The request —
Please copy out all of the material below word for word, changing nothing.

Records shown —
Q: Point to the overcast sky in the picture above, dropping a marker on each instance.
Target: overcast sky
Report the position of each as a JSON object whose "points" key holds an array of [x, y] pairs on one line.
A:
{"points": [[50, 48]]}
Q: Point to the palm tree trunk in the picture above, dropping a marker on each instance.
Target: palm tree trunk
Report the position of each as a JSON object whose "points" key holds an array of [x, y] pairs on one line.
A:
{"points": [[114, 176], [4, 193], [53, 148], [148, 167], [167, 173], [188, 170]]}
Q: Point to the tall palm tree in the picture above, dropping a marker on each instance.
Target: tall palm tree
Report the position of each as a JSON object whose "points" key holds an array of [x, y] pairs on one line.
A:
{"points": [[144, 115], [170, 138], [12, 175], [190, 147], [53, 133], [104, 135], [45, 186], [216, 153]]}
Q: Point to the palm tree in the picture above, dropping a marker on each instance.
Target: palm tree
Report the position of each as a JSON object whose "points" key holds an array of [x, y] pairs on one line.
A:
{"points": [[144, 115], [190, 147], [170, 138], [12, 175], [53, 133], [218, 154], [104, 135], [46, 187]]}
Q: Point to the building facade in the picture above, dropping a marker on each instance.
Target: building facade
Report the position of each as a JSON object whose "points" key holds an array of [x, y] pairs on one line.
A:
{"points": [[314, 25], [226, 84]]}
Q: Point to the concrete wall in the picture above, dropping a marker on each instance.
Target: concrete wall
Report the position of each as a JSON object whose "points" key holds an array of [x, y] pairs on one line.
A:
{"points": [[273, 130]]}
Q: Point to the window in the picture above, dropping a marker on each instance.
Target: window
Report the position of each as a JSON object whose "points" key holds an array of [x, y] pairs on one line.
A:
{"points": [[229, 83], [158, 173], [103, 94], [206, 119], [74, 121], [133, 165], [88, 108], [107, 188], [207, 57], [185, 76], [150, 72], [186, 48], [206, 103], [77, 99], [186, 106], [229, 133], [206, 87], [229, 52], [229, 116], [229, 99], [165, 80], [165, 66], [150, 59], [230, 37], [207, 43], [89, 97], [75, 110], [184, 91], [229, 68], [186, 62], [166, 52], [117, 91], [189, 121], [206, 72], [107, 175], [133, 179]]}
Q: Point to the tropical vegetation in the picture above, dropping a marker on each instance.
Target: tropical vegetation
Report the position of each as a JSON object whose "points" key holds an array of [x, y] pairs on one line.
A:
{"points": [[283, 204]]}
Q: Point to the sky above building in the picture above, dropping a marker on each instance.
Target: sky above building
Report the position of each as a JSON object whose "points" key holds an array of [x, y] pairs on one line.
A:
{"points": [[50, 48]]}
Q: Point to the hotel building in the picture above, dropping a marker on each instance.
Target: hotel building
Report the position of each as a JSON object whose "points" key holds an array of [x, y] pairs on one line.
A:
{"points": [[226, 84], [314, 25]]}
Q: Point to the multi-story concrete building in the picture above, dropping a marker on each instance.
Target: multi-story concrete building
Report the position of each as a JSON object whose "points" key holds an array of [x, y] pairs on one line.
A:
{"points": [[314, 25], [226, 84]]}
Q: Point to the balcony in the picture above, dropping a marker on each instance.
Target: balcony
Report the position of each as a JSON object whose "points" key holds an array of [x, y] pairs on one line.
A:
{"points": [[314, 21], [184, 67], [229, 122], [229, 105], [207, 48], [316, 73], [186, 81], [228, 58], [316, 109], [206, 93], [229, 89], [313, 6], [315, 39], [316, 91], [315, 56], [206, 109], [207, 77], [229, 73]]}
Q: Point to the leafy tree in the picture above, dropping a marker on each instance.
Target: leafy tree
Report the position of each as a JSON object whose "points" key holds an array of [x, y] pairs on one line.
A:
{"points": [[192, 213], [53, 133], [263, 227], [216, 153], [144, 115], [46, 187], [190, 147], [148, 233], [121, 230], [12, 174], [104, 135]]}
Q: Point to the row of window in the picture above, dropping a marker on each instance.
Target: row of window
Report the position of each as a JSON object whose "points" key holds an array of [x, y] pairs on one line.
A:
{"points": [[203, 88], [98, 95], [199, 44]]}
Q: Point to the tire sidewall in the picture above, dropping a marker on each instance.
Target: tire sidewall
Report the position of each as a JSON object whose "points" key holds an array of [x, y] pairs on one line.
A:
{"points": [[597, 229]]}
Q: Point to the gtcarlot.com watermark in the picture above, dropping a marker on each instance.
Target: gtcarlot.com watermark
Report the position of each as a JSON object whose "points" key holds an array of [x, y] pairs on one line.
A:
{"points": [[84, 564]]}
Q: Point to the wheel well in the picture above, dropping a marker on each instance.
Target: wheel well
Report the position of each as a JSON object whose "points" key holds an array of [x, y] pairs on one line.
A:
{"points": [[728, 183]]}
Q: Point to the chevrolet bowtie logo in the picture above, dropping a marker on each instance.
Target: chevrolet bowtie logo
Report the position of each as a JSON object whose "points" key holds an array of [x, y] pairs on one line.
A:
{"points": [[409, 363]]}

Worked answer —
Q: Point to the overcast sky in the picture above, dropping a marker on each instance.
Target: overcast sky
Report the position of each as a JSON object whose "points" key holds an array of [x, y] pairs on one line.
A:
{"points": [[50, 48]]}
Q: Point to the palm tree trunk in the picture above, dropping a marker on each instance.
Target: palm tree trunk
Report the position of each as a JSON object whose "points" key holds an array of [x, y] pairs on one line.
A:
{"points": [[114, 176], [4, 193], [53, 148], [148, 167], [167, 173], [188, 170]]}
Q: Point to the tall palm tree in the picture above, dropping a marker on each instance.
Target: tall palm tree
Report the position of each as a JSON object whose "points" key holds an array of [x, y] pairs on one line.
A:
{"points": [[144, 115], [170, 138], [12, 175], [190, 147], [53, 133], [104, 135], [45, 186], [216, 153]]}
Q: Point to the palm tree in the picture above, dropping a marker on each instance.
Target: palm tree
Report the position of each as a JSON object whose "points" key holds an array of [x, y] pairs on one line.
A:
{"points": [[144, 115], [190, 147], [170, 138], [12, 175], [53, 133], [218, 154], [104, 135], [46, 187]]}
Q: Point to the building facade in the picture above, dropping a marker on each instance.
Target: building facade
Report the position of each as a JSON object whose "points" key holds an array of [x, y] pairs on one line.
A:
{"points": [[314, 25], [226, 84]]}
Q: Point to the concrete wall in the picture above, dropping a marker on each instance.
Target: concrete wall
Report the position of each as a JSON object whose "points" key holds an array of [x, y] pairs on one line.
A:
{"points": [[273, 130]]}
Q: Point to the window in the picture above, dropping a marker on each instance.
Target: window
Report the position of each as a JSON object whose "points" key holds an array of [x, y] pairs on one line.
A:
{"points": [[229, 83], [158, 173], [103, 94], [206, 119], [74, 121], [133, 165], [88, 108], [107, 188], [207, 57], [185, 76], [150, 72], [186, 48], [206, 103], [77, 99], [186, 106], [229, 133], [206, 87], [229, 52], [229, 116], [229, 99], [165, 80], [165, 66], [150, 59], [230, 37], [207, 43], [89, 97], [75, 110], [184, 91], [229, 68], [186, 62], [166, 52], [117, 91], [189, 121], [206, 72], [107, 175], [133, 179]]}
Q: Point to the tropical vegetation in the picture above, dropping a marker on each instance.
Target: tropical vegetation
Report the position of each as a JSON object whose "points" key holds an array of [x, y] pairs on one line.
A:
{"points": [[283, 204]]}
Q: Point to the sky above building in the picture above, dropping a marker on each instance.
Target: sky above building
Report the position of each as a JSON object whose "points" key holds an array of [x, y] pairs on one line.
A:
{"points": [[50, 48]]}
Q: Point to the hotel building in the picture above, dropping a marker on each instance.
Target: hotel building
Report the position of each as a JSON object whose "points" key holds an array of [x, y] pairs on one line.
A:
{"points": [[226, 84], [314, 25]]}
Q: Point to the multi-story concrete building in the picture above, dropping a marker on each instance.
Target: multi-story concrete building
Report the position of each as a JSON object whose "points" key holds an array of [x, y] pairs on one line.
A:
{"points": [[314, 25], [226, 84]]}
Q: Point to the balcony in the picture above, dropping a marker on each instance.
Target: balcony
Report the position of each as a JSON object whose "points" key holds an array of [x, y] pairs on one line.
A:
{"points": [[314, 21], [184, 67], [229, 122], [229, 105], [207, 48], [316, 73], [186, 81], [228, 58], [316, 109], [206, 93], [229, 89], [313, 6], [315, 39], [316, 91], [315, 56], [206, 109], [207, 77], [229, 73]]}
Q: Point to the leafy tree in the picture above, dropping a marker on each instance.
Target: leafy tree
Report the position of each as a JSON object whose "points" key holds an array of [x, y] pairs on one line.
A:
{"points": [[192, 213], [53, 133], [263, 227], [216, 153], [144, 115], [46, 187], [190, 147], [148, 233], [121, 230], [12, 174], [104, 135]]}
Q: Point to the row of window in the picture above, dropping a marker on each instance.
Target: row of window
Report the position of each as a JSON object whose "points" key holds an array of [x, y] pairs on one line.
A:
{"points": [[203, 88], [98, 95], [199, 44]]}
Q: Point to the tire sidewall in the picture above, dropping a marker on each instance.
Target: tire sidewall
Report the position of each as a JSON object whose "points" key holds an array of [x, y] pairs on one line.
A:
{"points": [[597, 229]]}
Q: Point to the gtcarlot.com watermark in the picture above, dropping a marker on each instance.
Target: gtcarlot.com watermark
Report the position of each as a JSON object whose "points" key holds an array of [x, y] pairs on one line.
A:
{"points": [[84, 564]]}
Q: Point to the wheel well in the picture above, dropping a marker on each instance.
Target: wheel well
Report the position of each as a JSON object whose "points" key holds an array of [x, y] pairs on one line.
A:
{"points": [[728, 183]]}
Q: Point to the chevrolet bowtie logo in the picture above, dropping a marker on each instance.
Target: chevrolet bowtie logo
Report the position of each as a JSON object whose "points" key holds an array of [x, y] pairs on one line.
A:
{"points": [[409, 363]]}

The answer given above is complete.